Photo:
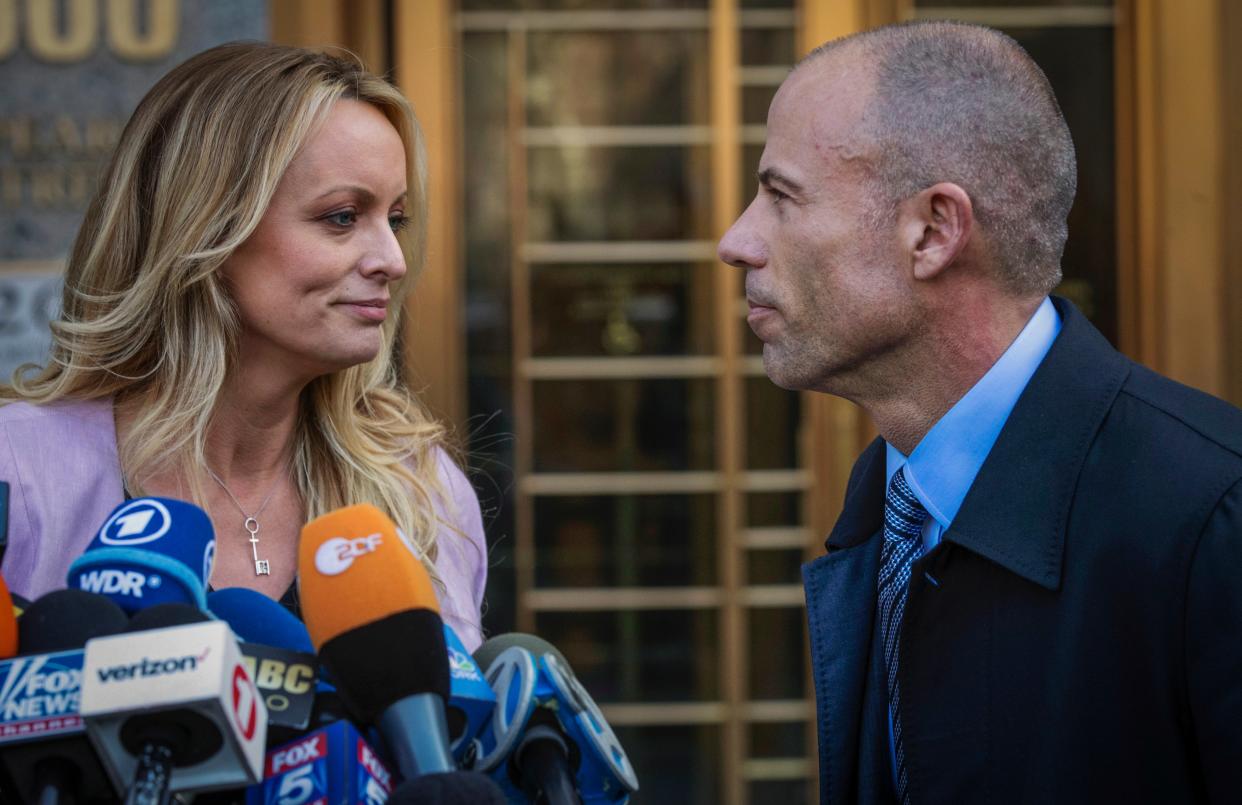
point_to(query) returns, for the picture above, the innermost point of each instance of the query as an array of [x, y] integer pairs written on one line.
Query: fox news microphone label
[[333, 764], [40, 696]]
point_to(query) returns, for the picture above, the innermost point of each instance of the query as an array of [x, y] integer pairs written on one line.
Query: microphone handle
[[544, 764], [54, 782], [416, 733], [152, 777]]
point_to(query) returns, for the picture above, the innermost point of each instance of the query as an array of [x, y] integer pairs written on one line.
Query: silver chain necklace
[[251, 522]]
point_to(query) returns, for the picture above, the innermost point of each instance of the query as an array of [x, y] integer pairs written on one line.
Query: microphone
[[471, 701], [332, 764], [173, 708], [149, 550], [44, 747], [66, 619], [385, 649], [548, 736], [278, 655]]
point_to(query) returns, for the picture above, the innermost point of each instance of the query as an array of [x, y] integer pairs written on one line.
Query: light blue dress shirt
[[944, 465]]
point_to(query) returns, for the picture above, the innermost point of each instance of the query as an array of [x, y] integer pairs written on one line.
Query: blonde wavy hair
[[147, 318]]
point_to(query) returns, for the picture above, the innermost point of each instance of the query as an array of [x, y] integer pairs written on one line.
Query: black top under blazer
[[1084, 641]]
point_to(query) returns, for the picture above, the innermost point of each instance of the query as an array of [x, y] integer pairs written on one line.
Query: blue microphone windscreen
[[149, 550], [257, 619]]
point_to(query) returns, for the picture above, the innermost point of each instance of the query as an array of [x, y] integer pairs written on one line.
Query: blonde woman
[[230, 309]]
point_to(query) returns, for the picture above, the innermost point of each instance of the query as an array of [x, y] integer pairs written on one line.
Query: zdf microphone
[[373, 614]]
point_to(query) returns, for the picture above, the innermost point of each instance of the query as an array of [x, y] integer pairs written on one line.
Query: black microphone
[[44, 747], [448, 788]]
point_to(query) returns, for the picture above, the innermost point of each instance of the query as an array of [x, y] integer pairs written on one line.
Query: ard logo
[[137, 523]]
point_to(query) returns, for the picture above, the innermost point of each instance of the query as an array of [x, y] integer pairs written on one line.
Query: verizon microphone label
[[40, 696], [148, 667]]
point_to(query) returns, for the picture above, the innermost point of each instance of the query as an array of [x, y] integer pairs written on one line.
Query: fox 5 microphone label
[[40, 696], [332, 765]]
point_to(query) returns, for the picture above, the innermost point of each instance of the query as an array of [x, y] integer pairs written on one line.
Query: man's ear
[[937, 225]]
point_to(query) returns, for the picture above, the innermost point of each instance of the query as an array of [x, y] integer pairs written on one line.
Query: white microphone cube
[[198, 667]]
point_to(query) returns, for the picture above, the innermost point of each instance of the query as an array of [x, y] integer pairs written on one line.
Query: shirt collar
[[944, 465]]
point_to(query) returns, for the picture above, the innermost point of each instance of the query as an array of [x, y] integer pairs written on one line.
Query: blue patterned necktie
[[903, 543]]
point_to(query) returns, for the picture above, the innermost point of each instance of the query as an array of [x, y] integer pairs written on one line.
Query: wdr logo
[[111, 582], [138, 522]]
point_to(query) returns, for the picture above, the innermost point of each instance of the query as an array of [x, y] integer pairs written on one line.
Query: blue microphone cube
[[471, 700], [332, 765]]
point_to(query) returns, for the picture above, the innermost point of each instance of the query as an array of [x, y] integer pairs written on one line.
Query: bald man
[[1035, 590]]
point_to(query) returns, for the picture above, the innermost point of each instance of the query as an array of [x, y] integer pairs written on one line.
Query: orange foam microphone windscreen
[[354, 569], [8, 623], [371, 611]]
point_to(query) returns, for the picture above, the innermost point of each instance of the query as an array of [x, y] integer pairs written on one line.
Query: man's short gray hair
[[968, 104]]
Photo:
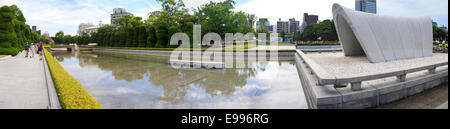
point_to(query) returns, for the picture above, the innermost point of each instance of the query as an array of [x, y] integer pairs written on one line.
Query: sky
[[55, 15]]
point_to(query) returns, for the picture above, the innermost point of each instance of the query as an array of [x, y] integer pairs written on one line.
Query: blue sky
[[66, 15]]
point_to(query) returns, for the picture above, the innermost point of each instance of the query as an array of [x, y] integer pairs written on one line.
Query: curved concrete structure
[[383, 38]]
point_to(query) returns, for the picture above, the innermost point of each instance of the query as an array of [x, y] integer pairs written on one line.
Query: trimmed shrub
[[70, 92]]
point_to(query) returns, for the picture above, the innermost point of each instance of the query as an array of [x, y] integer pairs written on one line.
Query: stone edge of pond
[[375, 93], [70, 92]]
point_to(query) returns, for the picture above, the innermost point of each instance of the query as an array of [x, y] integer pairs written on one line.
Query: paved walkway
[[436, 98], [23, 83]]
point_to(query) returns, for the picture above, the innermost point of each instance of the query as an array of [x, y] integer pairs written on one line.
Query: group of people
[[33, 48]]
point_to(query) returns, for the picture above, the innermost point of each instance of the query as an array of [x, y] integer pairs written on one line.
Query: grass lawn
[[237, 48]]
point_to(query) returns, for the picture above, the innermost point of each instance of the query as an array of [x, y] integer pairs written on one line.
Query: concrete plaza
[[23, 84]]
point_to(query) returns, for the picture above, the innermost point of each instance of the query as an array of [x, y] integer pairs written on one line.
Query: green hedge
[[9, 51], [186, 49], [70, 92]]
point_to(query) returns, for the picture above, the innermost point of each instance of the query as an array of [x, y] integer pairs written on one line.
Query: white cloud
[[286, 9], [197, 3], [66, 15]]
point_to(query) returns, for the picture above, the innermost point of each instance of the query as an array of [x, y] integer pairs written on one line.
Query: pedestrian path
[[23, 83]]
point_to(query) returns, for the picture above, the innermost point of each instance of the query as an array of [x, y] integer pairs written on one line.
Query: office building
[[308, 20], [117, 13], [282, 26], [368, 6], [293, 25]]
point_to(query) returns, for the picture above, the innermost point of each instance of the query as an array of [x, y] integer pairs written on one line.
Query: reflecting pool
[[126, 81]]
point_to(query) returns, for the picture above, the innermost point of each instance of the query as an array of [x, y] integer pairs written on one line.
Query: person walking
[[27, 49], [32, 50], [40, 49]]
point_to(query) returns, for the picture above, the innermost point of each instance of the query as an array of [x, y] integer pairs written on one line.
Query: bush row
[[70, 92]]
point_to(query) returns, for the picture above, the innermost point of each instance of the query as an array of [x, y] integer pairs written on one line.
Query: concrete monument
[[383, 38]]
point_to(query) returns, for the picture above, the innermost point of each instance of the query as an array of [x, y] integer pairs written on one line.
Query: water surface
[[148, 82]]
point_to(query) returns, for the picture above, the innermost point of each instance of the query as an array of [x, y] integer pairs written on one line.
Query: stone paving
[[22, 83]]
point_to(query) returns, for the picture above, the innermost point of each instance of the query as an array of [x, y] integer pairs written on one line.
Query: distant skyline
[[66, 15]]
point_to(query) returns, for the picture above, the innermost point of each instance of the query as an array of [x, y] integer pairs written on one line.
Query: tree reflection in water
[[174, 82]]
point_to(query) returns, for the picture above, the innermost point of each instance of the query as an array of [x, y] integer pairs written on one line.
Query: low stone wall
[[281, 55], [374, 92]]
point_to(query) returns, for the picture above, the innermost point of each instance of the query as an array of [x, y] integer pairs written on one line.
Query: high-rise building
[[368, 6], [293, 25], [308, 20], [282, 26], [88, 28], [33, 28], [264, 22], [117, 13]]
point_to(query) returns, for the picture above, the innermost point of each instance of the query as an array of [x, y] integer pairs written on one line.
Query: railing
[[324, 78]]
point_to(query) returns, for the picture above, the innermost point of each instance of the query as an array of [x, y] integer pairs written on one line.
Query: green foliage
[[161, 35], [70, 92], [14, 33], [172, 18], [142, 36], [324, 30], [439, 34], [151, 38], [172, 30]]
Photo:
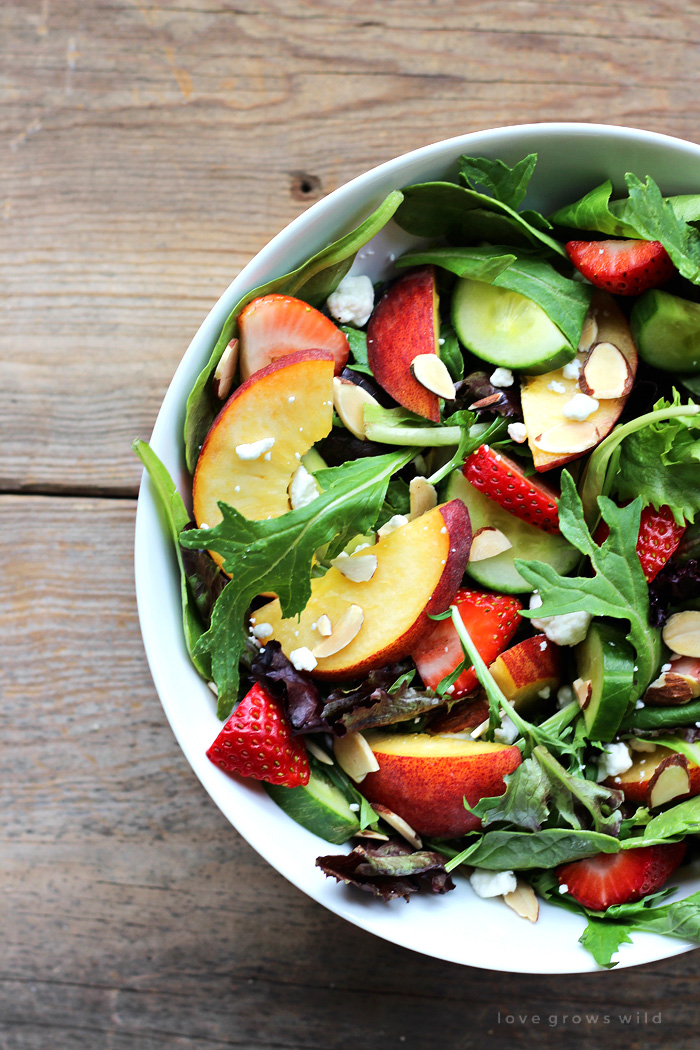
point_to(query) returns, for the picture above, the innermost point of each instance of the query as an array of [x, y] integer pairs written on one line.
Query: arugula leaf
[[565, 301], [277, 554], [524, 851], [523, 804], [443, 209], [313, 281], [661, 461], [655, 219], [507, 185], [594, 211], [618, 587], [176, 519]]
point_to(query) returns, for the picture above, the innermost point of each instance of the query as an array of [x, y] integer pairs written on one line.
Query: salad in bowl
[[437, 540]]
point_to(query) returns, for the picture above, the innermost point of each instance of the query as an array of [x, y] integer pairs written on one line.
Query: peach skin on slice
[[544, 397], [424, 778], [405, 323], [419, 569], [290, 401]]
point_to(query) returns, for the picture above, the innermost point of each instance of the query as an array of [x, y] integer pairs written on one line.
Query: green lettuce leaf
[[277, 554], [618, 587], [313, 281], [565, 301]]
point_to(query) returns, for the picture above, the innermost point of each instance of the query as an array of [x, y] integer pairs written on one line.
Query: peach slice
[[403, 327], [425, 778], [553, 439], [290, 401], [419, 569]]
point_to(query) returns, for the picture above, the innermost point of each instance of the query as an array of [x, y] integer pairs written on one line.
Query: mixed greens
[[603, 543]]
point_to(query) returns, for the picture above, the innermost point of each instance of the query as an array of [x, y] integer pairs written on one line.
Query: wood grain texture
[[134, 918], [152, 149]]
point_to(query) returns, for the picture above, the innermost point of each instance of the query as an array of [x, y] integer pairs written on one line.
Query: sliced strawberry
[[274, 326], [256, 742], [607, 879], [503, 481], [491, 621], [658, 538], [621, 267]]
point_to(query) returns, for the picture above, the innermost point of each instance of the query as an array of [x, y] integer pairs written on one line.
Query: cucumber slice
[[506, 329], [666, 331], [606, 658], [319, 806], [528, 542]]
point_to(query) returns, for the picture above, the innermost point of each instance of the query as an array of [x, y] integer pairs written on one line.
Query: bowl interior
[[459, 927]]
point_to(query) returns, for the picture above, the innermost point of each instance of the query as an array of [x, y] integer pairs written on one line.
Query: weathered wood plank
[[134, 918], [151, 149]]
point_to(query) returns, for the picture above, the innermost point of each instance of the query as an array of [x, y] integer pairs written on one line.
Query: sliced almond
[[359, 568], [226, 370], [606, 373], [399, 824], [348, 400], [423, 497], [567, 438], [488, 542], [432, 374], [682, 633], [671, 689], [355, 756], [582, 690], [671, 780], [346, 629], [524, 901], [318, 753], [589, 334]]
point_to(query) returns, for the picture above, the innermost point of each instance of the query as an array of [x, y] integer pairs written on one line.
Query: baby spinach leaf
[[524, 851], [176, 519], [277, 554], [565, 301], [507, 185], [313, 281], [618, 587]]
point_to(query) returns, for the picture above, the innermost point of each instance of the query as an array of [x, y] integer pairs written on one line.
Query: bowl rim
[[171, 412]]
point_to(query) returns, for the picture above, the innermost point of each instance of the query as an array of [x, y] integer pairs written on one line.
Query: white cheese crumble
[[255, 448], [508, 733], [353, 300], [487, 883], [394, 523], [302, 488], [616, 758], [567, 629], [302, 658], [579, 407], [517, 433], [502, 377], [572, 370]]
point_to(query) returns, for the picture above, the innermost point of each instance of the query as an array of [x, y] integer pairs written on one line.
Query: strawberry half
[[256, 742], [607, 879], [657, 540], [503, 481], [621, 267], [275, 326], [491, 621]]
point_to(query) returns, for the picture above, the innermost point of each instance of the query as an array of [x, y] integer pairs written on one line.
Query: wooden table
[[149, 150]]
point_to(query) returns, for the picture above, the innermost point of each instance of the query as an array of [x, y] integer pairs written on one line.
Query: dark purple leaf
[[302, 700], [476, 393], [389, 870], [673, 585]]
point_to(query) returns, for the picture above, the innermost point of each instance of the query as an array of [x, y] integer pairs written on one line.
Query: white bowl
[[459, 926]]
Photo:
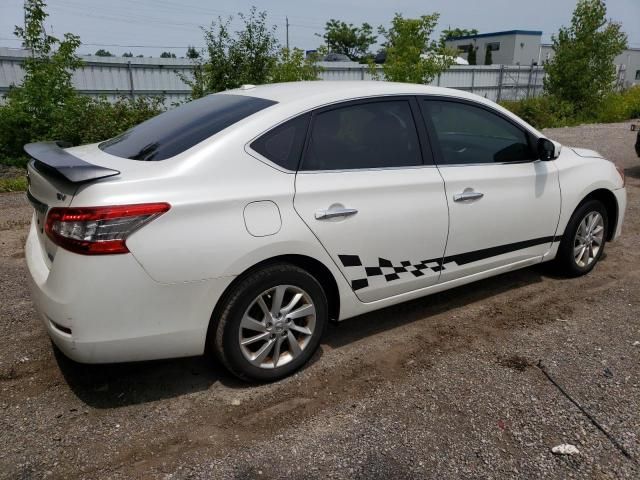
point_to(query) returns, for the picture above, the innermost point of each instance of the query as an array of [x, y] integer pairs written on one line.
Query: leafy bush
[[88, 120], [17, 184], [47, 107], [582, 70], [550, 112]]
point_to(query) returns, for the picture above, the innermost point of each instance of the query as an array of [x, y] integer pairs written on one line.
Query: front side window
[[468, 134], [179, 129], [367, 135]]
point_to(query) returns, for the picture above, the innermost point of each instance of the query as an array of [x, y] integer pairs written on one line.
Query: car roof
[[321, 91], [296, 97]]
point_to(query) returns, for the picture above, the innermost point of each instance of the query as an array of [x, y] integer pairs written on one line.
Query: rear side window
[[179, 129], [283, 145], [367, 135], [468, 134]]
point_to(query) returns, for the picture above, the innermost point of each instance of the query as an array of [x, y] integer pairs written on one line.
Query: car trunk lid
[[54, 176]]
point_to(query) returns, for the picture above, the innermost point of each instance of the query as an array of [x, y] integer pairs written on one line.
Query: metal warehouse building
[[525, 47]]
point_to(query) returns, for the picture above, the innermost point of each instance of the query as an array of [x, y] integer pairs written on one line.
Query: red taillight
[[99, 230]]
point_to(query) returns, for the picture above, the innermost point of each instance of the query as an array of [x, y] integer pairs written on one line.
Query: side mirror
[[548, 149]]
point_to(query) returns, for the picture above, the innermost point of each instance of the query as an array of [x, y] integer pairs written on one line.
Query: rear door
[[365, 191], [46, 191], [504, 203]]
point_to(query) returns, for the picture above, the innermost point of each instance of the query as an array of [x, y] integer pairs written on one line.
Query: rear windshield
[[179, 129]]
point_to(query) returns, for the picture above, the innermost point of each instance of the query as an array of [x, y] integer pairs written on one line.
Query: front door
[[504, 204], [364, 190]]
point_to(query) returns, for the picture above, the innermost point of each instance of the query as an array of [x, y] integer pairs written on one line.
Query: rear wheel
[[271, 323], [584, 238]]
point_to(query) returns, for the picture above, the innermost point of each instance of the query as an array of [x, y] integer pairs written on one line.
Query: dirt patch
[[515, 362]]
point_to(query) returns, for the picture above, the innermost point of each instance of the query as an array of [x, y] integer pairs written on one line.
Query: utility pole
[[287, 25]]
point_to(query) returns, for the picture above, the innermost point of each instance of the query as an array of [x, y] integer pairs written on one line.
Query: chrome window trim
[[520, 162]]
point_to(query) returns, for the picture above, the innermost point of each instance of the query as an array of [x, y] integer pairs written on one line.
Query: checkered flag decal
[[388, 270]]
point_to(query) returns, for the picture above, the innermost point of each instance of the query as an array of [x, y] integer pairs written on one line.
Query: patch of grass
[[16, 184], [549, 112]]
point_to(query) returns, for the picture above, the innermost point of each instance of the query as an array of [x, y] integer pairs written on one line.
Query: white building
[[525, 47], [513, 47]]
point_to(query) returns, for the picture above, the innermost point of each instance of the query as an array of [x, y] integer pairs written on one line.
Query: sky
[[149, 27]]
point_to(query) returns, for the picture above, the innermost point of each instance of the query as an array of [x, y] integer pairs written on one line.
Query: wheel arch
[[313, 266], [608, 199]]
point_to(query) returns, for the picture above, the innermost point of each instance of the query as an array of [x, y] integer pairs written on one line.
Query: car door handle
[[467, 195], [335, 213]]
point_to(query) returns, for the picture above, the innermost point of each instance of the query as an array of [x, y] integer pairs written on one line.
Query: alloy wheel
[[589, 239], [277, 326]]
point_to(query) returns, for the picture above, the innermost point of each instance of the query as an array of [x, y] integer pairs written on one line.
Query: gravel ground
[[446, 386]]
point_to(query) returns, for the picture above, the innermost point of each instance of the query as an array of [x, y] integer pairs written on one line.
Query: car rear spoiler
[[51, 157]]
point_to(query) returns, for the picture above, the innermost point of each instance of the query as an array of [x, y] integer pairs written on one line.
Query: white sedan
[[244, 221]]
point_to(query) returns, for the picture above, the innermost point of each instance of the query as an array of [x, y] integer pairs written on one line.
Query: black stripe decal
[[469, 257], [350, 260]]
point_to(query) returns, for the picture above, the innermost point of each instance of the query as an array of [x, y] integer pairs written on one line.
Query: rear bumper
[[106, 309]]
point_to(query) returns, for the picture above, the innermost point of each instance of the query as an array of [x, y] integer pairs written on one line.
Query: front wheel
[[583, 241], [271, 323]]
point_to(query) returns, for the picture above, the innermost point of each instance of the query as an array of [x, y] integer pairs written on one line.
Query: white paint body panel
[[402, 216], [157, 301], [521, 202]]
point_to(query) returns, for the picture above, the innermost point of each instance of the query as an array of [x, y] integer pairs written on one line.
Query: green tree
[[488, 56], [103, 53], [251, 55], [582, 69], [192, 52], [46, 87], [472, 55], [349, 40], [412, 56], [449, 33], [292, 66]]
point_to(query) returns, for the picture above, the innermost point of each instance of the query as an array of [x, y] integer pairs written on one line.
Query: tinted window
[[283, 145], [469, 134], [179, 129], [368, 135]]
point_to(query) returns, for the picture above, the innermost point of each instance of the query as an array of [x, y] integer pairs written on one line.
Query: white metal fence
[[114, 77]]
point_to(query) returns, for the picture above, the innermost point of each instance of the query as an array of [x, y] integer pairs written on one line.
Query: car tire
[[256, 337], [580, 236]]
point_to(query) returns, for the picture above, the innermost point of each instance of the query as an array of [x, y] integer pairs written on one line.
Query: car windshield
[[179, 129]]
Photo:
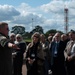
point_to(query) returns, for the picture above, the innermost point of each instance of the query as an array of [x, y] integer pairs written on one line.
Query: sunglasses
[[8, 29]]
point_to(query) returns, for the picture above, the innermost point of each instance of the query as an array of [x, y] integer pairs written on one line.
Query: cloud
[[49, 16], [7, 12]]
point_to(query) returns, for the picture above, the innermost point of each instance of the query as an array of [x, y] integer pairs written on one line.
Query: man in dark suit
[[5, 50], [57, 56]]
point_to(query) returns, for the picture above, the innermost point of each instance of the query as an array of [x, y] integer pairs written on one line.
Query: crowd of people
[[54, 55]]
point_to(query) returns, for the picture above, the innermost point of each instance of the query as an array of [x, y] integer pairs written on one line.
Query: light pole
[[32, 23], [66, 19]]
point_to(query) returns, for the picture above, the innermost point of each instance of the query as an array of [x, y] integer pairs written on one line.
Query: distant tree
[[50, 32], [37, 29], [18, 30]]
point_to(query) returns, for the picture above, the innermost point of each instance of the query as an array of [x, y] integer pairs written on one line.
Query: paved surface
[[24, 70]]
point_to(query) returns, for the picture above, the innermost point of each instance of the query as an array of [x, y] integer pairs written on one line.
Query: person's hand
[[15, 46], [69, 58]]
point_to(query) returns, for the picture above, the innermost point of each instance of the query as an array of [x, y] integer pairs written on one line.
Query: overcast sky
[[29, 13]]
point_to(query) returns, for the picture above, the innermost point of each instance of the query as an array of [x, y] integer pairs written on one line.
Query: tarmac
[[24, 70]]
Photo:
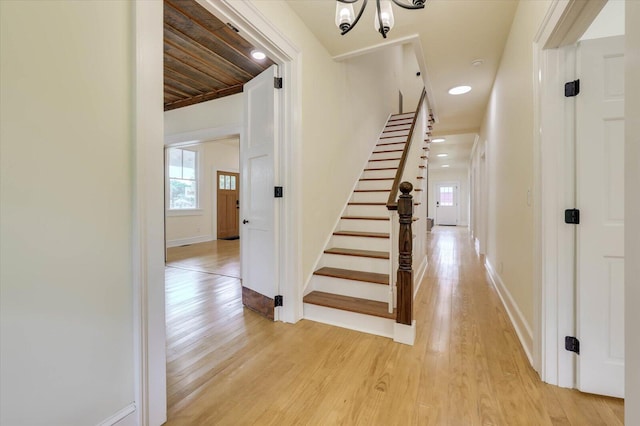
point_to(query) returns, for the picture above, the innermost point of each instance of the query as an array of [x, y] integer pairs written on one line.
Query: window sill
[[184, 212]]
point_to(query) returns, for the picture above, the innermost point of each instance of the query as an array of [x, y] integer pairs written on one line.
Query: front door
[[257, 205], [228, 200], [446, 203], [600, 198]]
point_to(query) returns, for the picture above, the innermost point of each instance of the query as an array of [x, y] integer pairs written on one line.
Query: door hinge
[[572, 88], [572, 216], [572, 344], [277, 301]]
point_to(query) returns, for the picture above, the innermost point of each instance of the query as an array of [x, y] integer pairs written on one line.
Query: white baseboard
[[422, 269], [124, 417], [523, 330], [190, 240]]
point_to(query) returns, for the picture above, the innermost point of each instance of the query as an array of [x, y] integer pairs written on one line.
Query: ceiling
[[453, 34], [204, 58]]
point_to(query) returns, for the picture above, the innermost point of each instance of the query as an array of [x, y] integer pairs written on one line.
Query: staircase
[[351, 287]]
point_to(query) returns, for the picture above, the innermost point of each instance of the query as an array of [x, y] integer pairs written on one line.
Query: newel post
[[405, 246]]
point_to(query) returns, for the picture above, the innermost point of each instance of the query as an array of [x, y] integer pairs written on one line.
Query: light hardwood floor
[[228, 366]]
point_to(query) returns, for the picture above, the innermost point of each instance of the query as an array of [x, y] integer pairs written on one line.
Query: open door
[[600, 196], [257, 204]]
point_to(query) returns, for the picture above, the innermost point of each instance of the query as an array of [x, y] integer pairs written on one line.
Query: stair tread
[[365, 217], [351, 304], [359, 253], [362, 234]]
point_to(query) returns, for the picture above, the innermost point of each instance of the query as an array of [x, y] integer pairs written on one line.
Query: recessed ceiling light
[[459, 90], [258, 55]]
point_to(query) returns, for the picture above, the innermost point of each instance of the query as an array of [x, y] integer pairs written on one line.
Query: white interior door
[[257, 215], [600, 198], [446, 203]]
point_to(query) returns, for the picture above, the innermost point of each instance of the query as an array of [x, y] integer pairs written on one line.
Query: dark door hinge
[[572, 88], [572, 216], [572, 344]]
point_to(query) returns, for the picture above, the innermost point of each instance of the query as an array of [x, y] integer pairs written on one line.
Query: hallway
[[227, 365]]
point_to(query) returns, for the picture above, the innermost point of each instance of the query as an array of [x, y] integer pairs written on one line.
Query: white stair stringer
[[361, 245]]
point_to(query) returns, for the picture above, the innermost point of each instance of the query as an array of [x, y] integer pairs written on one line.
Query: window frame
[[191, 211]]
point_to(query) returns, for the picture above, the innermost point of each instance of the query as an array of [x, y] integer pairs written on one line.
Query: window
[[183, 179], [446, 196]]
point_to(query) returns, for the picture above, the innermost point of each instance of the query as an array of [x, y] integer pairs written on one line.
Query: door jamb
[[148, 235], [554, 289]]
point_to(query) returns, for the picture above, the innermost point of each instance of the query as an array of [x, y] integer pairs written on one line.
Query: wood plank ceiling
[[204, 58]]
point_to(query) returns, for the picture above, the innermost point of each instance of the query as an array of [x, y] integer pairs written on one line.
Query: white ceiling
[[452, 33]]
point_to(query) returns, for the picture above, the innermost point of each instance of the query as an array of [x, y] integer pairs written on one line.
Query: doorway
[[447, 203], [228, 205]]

####

- _Stated goal_
Reproduce verbatim the listing above from its first line through the line containing "[[149, 550], [257, 619]]", both ends included, and omit the pictures from your output.

- _Full solution_
Photo:
point_to(query) returns, for the picture above, the innermost point of each instance of the query as an array of [x, y] integer pairs written on one line.
Query: fox news microphone label
[[333, 764], [40, 696]]
point_to(query) returns, for the picture above, the innermost point of each instance of the query as an array of [x, y] integer pairs written on one line.
Query: microphone handle
[[544, 764], [54, 782], [416, 733], [152, 777]]
point_to(query) returns, for the picture above, the innermost point of each instance of the query as an array of [x, y] integer pairs written on one line.
Query: silver chain necklace
[[251, 522]]
point_to(query) returns, for the picture above, the innermost point of each instance of the query as an array of [x, y] integer pairs written on one line.
Query: microphone
[[471, 701], [332, 764], [173, 708], [149, 550], [44, 747], [66, 619], [385, 649], [548, 736], [278, 655]]
point_to(query) returns, for the picture above, the innermost point of each instance of the query as an array of [x, y] integer pairs written on one line.
Query: light blue dress shirt
[[944, 465]]
point_to(query) returns, for the picture above, the innermost point of each instance of the query as an array of [x, y] integer pairs written on one line.
Query: blonde wavy hair
[[147, 318]]
point_to(query) returns, for the picture above, the innermost point of each instance of the query as an array of [x, y] integer pairs written on one line.
Query: black top under blazer
[[1084, 641]]
point_to(query) returns, for the picture above, the innermost point of each instance of the query as an array of [x, y] integer pairs written on one line.
Query: blue microphone windscreen
[[149, 550], [257, 619]]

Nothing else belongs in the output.